→ Work to be completed: Identify each line below that contains the word "green", and copy it out.
-- Entries provided follows --
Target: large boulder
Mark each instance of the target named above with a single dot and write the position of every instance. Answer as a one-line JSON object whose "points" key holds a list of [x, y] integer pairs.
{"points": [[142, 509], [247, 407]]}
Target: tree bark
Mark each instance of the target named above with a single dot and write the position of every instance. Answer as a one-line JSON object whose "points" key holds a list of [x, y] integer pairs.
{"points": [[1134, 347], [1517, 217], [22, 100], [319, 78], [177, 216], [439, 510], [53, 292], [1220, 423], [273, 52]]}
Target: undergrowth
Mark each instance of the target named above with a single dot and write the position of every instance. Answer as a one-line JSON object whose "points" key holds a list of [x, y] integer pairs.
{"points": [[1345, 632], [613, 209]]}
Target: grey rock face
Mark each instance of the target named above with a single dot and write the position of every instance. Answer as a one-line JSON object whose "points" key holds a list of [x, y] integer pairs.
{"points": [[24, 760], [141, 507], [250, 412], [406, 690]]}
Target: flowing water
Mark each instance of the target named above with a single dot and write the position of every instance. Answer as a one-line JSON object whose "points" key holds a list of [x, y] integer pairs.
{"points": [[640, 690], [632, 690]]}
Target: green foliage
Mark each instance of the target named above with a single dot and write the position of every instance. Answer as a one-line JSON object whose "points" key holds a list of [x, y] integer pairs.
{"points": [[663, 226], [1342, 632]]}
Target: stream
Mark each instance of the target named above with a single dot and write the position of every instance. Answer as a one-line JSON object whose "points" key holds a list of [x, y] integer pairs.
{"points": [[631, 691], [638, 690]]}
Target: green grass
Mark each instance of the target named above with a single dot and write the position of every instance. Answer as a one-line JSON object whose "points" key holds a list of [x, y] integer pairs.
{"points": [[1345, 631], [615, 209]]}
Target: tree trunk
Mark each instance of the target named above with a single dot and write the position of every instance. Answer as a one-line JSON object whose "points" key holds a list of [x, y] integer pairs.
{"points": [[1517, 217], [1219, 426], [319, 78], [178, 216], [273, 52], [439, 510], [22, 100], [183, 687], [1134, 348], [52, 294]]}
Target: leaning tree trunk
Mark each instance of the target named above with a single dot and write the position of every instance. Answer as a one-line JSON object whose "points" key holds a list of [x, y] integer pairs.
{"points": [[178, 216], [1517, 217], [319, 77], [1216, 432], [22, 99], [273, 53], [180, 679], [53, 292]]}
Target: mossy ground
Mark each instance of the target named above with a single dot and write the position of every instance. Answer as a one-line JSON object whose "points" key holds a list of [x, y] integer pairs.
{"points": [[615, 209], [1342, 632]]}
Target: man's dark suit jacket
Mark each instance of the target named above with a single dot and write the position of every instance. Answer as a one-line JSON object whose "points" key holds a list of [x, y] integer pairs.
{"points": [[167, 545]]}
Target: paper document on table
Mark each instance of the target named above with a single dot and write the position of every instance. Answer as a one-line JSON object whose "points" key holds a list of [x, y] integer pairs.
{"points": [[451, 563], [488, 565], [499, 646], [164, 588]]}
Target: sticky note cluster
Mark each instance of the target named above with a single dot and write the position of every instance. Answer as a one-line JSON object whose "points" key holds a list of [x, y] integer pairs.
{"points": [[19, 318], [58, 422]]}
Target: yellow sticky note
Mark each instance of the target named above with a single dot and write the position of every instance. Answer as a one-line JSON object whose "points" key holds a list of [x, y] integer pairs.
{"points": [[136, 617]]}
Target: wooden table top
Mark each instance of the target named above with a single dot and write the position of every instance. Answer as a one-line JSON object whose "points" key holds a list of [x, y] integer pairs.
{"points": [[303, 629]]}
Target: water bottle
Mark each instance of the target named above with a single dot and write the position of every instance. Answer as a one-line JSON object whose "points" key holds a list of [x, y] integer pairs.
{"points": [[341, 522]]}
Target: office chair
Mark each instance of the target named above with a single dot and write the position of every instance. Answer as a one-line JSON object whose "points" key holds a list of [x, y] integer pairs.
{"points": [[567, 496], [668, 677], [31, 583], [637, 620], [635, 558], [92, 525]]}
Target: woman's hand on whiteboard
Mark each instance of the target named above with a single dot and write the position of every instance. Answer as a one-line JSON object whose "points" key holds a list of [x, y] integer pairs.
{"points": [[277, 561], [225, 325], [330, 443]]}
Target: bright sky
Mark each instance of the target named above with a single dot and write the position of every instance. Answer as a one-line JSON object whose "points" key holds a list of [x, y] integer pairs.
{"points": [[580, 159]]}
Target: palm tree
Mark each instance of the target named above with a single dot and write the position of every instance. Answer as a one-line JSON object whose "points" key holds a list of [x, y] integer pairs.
-- Entries provided concluded --
→ Task answer:
Target: green foliage
Target: green grass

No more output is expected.